• [PROVIDED RECORDS]:
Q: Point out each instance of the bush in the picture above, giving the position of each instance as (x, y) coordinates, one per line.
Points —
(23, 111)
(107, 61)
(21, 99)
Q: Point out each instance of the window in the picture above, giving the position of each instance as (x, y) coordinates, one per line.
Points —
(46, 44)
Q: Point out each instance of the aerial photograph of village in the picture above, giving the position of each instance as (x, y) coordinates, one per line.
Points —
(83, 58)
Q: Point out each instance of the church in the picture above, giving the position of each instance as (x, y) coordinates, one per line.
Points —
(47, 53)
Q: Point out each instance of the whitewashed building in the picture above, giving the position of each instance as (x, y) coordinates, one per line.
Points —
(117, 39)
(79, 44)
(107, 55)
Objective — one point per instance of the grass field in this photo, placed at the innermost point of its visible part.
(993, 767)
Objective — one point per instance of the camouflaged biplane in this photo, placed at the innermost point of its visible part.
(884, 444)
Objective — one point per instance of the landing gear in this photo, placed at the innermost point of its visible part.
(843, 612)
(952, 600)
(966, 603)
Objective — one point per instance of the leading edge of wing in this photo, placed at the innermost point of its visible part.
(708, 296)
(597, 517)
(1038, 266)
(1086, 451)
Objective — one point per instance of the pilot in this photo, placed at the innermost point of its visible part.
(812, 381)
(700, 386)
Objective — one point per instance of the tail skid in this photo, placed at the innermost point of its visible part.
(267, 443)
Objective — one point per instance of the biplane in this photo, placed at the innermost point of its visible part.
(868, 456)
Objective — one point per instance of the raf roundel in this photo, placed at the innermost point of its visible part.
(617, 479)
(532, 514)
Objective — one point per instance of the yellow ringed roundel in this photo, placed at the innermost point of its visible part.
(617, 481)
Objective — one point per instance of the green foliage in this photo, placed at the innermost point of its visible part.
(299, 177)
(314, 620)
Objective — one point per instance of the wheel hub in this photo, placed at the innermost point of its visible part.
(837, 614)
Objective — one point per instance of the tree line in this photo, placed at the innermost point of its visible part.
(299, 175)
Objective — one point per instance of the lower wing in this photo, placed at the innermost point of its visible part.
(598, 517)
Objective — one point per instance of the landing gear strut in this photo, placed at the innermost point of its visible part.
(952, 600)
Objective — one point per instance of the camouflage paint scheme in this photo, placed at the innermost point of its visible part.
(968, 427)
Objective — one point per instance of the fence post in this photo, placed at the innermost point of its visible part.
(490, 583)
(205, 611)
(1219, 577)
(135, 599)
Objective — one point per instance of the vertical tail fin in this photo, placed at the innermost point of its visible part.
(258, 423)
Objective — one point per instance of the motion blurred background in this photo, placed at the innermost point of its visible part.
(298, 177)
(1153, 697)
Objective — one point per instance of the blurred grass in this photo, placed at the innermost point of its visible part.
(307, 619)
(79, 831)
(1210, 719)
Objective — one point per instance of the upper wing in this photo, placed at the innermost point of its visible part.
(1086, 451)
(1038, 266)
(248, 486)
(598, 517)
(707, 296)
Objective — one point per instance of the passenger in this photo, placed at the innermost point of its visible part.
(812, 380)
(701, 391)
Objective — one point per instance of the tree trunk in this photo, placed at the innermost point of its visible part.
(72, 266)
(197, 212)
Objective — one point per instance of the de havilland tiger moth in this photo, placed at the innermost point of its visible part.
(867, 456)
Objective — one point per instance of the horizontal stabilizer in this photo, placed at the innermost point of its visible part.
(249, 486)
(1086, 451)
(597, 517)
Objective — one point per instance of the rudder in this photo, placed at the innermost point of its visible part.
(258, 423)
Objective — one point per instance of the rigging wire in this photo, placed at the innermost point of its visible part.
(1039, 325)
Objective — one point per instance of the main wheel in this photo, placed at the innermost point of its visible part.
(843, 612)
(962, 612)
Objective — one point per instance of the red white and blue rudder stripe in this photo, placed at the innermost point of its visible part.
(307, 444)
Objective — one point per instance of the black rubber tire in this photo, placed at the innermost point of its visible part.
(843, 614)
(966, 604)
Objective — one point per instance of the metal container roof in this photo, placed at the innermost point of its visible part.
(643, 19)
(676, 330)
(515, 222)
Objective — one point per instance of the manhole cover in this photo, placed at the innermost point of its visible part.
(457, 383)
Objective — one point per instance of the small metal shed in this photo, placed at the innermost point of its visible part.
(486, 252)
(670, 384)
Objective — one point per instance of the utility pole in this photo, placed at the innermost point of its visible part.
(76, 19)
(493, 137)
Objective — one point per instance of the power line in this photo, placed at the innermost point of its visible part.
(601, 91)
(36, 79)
* * *
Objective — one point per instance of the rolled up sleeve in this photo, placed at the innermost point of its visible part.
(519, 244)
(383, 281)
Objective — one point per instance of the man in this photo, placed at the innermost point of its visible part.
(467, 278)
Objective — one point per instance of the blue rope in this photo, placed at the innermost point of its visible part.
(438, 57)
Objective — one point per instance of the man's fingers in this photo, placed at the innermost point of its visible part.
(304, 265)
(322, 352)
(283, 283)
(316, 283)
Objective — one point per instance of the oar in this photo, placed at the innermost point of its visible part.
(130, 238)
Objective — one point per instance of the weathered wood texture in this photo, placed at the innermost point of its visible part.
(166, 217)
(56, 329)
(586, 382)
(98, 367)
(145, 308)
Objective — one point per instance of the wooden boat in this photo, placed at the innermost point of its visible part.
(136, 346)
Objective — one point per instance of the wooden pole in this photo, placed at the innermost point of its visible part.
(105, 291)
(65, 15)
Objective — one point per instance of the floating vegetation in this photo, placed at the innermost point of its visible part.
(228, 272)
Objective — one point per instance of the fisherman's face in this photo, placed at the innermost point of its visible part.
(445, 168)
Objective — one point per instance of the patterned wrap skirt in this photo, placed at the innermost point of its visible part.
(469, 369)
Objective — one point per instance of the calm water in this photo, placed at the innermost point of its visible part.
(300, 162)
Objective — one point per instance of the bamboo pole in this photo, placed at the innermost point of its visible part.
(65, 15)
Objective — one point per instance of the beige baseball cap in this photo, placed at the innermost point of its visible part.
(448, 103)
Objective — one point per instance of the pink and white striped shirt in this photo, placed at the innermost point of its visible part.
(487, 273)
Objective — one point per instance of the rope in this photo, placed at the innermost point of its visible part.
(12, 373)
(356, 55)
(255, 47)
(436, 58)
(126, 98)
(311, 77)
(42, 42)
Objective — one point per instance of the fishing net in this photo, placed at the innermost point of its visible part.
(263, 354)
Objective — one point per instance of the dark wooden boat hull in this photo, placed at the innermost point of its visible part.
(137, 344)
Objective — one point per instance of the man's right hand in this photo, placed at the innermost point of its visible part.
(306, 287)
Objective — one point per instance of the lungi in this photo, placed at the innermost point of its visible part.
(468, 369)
--
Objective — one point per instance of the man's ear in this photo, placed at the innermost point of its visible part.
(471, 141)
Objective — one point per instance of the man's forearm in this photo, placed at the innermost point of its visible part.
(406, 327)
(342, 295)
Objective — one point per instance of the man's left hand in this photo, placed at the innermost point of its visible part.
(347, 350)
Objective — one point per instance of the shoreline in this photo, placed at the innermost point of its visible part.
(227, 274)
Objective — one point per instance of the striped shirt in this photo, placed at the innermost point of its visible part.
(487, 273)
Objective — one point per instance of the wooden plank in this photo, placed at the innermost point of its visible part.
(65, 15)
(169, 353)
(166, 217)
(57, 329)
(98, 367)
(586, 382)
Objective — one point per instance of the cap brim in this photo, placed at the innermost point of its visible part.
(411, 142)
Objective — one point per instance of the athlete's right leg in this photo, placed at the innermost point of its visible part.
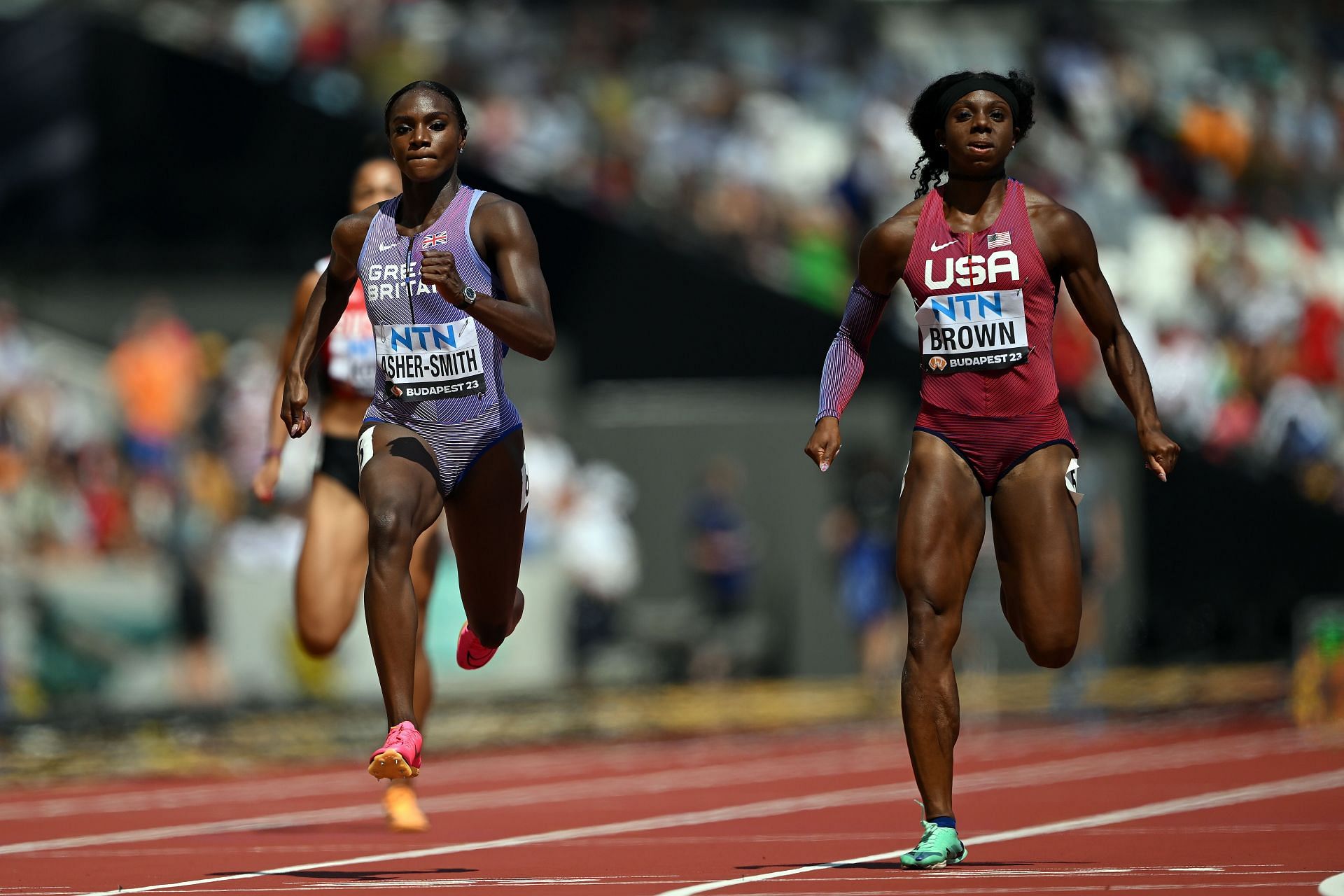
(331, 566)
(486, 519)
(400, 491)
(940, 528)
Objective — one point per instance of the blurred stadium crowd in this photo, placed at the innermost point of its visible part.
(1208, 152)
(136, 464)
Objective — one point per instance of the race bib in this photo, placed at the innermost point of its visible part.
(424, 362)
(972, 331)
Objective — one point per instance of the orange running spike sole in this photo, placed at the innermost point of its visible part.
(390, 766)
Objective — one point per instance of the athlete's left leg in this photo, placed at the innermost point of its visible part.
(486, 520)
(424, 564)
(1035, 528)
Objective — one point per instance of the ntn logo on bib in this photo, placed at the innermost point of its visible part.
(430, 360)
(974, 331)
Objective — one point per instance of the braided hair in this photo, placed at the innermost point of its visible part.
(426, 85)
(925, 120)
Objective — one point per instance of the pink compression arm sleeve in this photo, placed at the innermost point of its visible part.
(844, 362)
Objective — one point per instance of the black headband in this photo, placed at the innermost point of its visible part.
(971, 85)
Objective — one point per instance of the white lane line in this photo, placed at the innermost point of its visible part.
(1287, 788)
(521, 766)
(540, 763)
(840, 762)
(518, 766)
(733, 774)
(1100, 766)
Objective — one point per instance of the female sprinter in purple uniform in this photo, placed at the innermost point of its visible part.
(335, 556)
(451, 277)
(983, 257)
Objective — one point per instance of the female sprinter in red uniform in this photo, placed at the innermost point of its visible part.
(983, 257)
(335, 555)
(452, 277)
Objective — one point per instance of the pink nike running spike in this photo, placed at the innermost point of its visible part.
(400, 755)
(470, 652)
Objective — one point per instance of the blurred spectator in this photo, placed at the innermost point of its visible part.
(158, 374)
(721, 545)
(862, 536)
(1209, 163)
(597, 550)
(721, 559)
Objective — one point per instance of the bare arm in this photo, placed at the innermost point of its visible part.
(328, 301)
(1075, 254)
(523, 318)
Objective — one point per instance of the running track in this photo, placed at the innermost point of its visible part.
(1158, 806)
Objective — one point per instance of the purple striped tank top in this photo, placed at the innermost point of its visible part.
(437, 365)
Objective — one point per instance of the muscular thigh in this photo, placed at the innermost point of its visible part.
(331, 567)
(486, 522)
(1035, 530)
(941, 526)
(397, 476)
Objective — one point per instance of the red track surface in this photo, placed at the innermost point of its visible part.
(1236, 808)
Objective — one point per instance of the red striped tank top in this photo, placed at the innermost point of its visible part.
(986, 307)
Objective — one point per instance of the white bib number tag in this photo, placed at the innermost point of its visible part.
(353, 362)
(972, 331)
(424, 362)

• [TASK DETAILS]: The word "each" may appear on some lines of these records; state how many such lines there are, and nothing else.

• [EXERCISE OUTPUT]: 5